Quote every line of the material beneath this one.
-- start --
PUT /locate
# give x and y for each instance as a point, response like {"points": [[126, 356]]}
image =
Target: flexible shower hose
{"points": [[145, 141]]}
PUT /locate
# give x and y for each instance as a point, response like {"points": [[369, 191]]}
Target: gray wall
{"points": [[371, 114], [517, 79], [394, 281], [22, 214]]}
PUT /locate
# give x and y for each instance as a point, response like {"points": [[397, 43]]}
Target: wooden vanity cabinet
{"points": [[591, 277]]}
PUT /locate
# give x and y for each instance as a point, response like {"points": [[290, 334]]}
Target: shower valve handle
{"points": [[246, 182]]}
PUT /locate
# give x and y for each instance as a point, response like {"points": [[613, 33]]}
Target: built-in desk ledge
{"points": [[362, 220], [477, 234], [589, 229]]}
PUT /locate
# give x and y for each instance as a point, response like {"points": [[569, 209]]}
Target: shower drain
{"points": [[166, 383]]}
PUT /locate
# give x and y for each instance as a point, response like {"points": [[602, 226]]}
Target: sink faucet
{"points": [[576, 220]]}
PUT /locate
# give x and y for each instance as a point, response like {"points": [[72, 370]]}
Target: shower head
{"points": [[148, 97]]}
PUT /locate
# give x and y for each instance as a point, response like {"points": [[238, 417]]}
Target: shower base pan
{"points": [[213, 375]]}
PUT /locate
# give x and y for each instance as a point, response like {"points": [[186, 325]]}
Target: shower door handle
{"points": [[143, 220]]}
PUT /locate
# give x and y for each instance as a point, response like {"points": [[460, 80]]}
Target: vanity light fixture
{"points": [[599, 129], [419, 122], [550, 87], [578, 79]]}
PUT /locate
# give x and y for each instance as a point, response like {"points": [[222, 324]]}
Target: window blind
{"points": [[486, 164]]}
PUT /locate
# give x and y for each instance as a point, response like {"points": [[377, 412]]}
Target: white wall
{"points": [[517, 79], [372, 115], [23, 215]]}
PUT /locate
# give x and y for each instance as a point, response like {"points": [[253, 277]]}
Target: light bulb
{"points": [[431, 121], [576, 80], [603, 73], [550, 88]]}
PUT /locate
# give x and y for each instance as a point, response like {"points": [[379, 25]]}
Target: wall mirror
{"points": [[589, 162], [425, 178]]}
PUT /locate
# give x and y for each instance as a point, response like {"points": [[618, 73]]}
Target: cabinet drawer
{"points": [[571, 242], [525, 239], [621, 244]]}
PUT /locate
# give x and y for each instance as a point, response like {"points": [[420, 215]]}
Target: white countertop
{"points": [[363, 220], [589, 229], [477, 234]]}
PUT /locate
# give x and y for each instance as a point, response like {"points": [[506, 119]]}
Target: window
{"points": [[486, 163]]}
-- end --
▸ Answer to this problem
PUT /locate
# give x and y for each instance as a point, response like {"points": [[126, 356]]}
image =
Target: flexible shower hose
{"points": [[145, 141]]}
PUT /locate
# give x and y for each instance as a point, response like {"points": [[369, 191]]}
Target: gray wall
{"points": [[371, 114], [517, 79], [394, 281], [22, 214]]}
PUT /locate
# give x and y for each instance as a point, response like {"points": [[397, 43]]}
Target: wooden vanity cabinet
{"points": [[591, 277]]}
PUT /locate
# give x and y for each instance as a point, response like {"points": [[290, 334]]}
Target: shower valve handle
{"points": [[246, 182]]}
PUT /locate
# give x and y for each instance as a point, response like {"points": [[613, 33]]}
Target: built-in desk ledge
{"points": [[362, 220], [477, 234], [589, 229]]}
PUT /locate
# give x and y for each instance as a point, response like {"points": [[569, 209]]}
Target: shower drain
{"points": [[166, 383]]}
PUT /locate
# give x and y for each instance as a point, response like {"points": [[602, 226]]}
Target: sink faucet
{"points": [[576, 220]]}
PUT /locate
# give x and y for each instance as a point, response like {"points": [[72, 370]]}
Target: shower head
{"points": [[148, 97]]}
PUT /locate
# give x and y for each instance as a point, response like {"points": [[238, 417]]}
Target: shower base pan
{"points": [[213, 375]]}
PUT /locate
# give x and y for each instance as a point, response like {"points": [[186, 325]]}
Target: shower door handle
{"points": [[143, 220]]}
PUT /locate
# give x and y for each instance as a point, response like {"points": [[460, 80]]}
Target: vanity light fixture
{"points": [[599, 129], [419, 122], [550, 87], [578, 79]]}
PUT /locate
# give x and y for each instance as a point, response like {"points": [[222, 324]]}
Target: window blind
{"points": [[486, 164]]}
PUT /locate
# give x and y for each instance as a point, response like {"points": [[377, 412]]}
Target: white wall
{"points": [[517, 79], [372, 115], [23, 215]]}
PUT /locate
# give x and y for each instance as a point, response like {"points": [[253, 277]]}
Target: light bulb
{"points": [[431, 121], [576, 80], [603, 73], [550, 88]]}
PUT /locate
# give x and y for each instance as a point, response like {"points": [[379, 25]]}
Target: wall mirror
{"points": [[589, 162], [425, 178]]}
PUT /locate
# give x and y for each instance as a point, response like {"points": [[618, 73]]}
Target: cabinet drawer
{"points": [[571, 242], [525, 239], [621, 244]]}
PUT /locate
# give x and y for each instance as a point, response like {"points": [[420, 215]]}
Target: white countertop
{"points": [[363, 220], [589, 229], [477, 234]]}
PUT /locate
# give x and y for each instance as a point, response like {"points": [[506, 119]]}
Target: window
{"points": [[486, 163]]}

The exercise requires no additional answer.